◆ **Selection**:
>> Begin
TensorFlow r1.0 upgrade

miyosuda · miyosuda · commit 169f52fb15c2 · 2017-03-27T09:32:08.000+09:00
diff --git a/README.md b/README.md
@@ -68,7 +68,7 @@ Score plots of local threads of pong were like these. (with GTX980Ti)
 Scores are not averaged using global network unlike the original paper.
 
 ## Requirements
-- TensorFlow r0.12
+- TensorFlow r1.0
 - numpy
 - cv2
 - matplotlib
diff --git a/a3c_visualize.py b/a3c_visualize.py
@@ -41,7 +41,7 @@
                               device = device)
 
 sess = tf.Session()
-init = tf.initialize_all_variables()
+init = tf.global_variables_initializer()
 sess.run(init)
 
 saver = tf.train.Saver()
diff --git a/game_ac_network.py b/game_ac_network.py
@@ -28,7 +28,7 @@ def prepare_loss(self, entropy_beta):
       entropy = -tf.reduce_sum(self.pi * log_pi, reduction_indices=1)
       
       # policy loss (output)  (Adding minus, because the original paper's objective function is for gradient ascent, but we use gradient descent optimizer.)
-      policy_loss = - tf.reduce_sum( tf.reduce_sum( tf.mul( log_pi, self.a ), reduction_indices=1 ) * self.td + entropy * entropy_beta )
+      policy_loss = - tf.reduce_sum( tf.reduce_sum( tf.multiply( log_pi, self.a ), reduction_indices=1 ) * self.td + entropy * entropy_beta )
 
       # R (input for value)
       self.r = tf.placeholder("float", [None])
@@ -162,7 +162,7 @@ def __init__(self,
       self.W_fc1, self.b_fc1 = self._fc_variable([2592, 256])
 
       # lstm
-      self.lstm = tf.nn.rnn_cell.BasicLSTMCell(256, state_is_tuple=True)
+      self.lstm = tf.contrib.rnn.BasicLSTMCell(256, state_is_tuple=True)
 
       # weight for policy output layer
       self.W_fc2, self.b_fc2 = self._fc_variable([256, action_size])
>> End
◆ **Supplied data**:
>> Begin
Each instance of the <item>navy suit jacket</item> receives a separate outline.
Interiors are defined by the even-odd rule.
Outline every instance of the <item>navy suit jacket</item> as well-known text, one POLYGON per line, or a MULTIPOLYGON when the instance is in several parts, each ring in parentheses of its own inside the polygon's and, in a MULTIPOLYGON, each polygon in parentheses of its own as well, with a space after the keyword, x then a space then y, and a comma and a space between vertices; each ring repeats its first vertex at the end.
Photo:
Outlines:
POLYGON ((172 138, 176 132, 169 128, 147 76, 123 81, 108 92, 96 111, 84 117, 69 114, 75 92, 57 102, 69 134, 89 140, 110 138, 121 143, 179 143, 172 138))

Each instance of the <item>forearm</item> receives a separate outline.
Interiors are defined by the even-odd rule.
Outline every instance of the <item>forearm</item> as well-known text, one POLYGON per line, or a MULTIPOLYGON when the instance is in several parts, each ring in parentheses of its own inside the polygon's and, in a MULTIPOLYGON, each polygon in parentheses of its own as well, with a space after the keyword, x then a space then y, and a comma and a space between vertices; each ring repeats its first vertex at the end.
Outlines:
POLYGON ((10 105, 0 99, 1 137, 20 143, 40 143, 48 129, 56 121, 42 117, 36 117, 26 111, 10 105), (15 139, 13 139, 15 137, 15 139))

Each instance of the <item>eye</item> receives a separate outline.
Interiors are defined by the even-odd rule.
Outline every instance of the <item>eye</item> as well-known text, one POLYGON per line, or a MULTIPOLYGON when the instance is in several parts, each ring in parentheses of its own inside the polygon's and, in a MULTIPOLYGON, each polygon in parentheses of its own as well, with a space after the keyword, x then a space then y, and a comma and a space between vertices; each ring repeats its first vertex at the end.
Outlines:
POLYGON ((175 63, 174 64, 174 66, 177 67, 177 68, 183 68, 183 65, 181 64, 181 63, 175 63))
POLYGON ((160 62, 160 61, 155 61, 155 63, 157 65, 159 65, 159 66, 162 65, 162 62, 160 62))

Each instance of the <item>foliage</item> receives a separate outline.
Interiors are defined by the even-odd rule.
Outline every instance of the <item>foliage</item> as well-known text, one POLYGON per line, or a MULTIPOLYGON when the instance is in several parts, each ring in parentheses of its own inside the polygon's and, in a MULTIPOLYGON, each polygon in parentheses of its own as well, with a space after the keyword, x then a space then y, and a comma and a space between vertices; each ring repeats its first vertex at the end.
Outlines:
>> End
◆ **Goal of the exercise**:
Write out the part of the TensorFlow r1.0 upgrade diff starting at "sess.run(init)" and ending at "(input for value)".

◆ **The solution**:
sess.run(init)
 
 saver = tf.train.Saver()
diff --git a/game_ac_network.py b/game_ac_network.py
@@ -28,7 +28,7 @@ def prepare_loss(self, entropy_beta):
       entropy = -tf.reduce_sum(self.pi * log_pi, reduction_indices=1)
       
       # policy loss (output)  (Adding minus, because the original paper's objective function is for gradient ascent, but we use gradient descent optimizer.)
-      policy_loss = - tf.reduce_sum( tf.reduce_sum( tf.mul( log_pi, self.a ), reduction_indices=1 ) * self.td + entropy * entropy_beta )
+      policy_loss = - tf.reduce_sum( tf.reduce_sum( tf.multiply( log_pi, self.a ), reduction_indices=1 ) * self.td + entropy * entropy_beta )
 
       # R (input for value)